### Exercise instructions
Please go through the lines below and copy every one that contains the string "vase", matching case exactly.

### Records supplied
** START **
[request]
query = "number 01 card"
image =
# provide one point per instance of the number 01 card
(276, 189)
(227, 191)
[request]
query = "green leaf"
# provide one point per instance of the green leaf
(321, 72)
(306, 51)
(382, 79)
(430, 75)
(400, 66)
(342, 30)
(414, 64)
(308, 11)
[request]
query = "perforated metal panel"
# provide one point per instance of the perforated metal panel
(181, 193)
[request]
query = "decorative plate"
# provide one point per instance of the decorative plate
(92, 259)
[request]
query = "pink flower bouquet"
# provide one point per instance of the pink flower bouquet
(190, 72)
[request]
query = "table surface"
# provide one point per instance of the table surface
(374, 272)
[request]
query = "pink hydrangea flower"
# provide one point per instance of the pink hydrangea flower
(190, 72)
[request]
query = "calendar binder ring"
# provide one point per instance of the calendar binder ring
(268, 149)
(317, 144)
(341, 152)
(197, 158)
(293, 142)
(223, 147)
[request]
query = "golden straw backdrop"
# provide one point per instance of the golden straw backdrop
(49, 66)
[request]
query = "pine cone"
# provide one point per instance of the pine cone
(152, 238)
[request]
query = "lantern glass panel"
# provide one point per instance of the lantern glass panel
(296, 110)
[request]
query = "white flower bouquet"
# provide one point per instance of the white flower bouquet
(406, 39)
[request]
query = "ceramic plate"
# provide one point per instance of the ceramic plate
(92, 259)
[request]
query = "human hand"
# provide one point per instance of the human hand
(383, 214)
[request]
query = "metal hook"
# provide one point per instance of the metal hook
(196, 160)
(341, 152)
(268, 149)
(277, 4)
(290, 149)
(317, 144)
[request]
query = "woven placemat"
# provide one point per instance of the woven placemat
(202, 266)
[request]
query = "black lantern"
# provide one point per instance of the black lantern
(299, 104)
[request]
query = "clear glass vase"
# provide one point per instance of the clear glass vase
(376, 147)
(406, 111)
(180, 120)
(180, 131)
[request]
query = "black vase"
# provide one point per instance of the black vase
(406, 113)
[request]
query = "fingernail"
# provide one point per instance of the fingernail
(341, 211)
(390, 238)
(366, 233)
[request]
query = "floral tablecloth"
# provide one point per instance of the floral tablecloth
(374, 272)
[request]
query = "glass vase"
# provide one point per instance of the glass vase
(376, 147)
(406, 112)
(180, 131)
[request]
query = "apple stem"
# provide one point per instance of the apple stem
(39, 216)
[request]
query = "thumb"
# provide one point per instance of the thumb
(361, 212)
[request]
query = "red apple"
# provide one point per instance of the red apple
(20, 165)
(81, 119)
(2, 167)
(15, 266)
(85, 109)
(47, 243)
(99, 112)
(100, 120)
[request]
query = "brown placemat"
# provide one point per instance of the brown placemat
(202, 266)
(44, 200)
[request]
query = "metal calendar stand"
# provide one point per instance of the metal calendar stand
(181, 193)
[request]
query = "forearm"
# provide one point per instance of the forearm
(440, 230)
** END **
** START **
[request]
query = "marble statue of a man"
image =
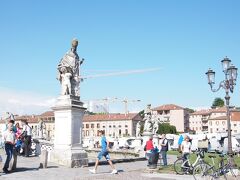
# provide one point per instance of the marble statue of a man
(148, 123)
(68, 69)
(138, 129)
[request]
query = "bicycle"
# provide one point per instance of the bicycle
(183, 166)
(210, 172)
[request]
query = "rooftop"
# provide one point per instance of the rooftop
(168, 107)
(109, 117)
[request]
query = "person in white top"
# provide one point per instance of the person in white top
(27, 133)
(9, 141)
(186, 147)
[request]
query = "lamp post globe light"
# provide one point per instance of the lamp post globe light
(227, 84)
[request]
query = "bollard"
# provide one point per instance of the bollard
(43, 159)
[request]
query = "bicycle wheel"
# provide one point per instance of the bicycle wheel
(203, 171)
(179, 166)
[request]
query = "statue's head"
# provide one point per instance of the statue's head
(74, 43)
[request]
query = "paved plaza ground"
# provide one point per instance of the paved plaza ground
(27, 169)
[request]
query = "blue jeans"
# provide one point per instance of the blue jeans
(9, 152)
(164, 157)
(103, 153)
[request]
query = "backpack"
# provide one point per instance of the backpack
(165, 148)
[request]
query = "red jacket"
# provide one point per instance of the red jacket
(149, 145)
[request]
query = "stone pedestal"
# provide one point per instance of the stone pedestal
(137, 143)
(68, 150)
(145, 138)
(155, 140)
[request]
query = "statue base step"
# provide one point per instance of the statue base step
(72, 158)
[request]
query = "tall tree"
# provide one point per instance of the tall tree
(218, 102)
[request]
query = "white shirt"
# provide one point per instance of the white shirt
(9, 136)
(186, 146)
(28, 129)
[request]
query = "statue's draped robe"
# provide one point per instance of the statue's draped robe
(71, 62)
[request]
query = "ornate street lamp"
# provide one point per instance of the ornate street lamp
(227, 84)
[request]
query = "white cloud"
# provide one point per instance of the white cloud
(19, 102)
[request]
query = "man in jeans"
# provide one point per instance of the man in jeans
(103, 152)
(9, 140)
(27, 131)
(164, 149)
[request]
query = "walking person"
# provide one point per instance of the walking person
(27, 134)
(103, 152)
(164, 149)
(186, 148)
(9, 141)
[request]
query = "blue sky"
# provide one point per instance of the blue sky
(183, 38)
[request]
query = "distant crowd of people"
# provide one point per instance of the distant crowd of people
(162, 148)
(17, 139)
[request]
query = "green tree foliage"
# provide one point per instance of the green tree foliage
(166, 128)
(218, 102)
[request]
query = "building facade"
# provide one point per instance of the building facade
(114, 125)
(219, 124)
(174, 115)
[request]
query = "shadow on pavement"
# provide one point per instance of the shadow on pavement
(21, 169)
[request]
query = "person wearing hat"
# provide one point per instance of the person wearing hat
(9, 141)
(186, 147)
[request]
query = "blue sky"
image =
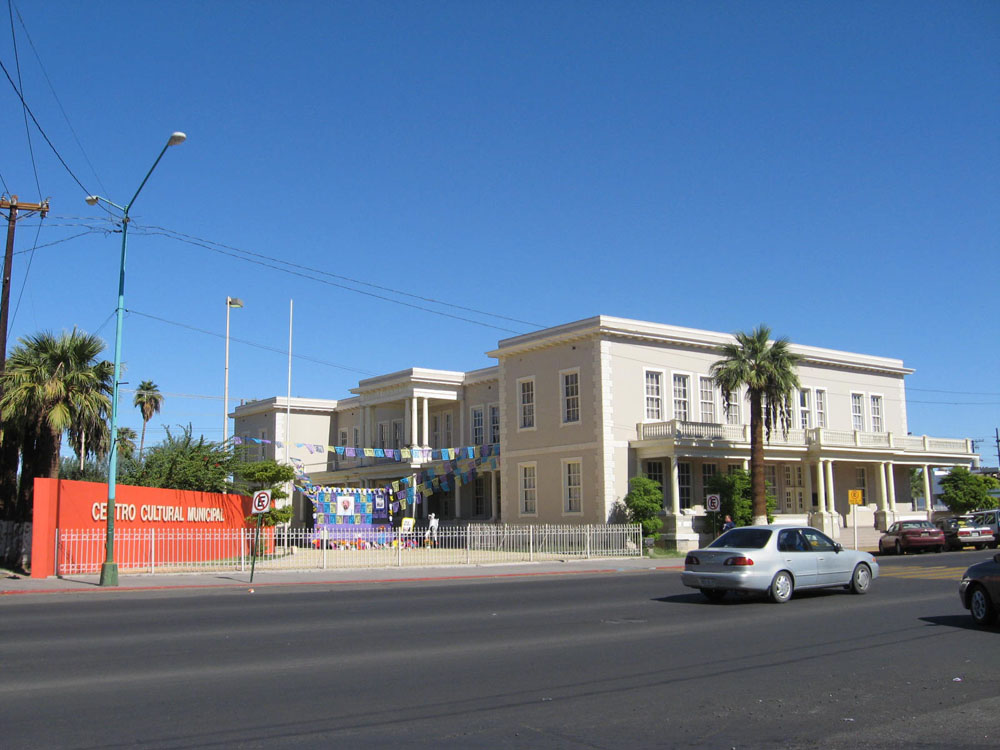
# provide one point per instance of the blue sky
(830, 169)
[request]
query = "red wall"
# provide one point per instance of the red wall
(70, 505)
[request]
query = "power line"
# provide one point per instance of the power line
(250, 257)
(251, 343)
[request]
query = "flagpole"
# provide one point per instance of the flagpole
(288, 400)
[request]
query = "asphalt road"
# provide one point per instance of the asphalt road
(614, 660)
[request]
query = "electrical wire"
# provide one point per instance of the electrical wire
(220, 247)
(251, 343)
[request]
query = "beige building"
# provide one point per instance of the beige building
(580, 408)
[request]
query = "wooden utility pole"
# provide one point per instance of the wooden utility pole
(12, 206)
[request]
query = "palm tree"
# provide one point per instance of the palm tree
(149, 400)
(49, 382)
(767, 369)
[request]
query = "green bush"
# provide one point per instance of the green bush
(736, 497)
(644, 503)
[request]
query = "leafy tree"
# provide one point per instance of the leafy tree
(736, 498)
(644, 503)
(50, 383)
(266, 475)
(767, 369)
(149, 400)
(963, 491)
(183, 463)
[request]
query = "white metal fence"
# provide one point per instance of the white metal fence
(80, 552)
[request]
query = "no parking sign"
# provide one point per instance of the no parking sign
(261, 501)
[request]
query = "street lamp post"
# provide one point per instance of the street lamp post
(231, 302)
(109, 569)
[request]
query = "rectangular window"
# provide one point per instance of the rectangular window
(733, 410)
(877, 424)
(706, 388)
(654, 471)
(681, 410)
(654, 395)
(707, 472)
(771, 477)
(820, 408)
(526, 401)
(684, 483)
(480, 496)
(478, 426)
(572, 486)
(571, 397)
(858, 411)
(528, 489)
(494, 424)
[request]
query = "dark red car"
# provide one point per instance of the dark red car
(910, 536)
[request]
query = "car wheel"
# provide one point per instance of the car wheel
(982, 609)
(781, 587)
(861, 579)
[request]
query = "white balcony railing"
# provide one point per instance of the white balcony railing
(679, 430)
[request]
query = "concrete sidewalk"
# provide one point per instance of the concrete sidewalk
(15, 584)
** END **
### Answer to this problem
query = "clear glass vase"
# provide one point per instance of the clear glass vase
query = "black vase"
# provide one point per instance of the black vase
query = "glass vase"
# provide one point per instance of the glass vase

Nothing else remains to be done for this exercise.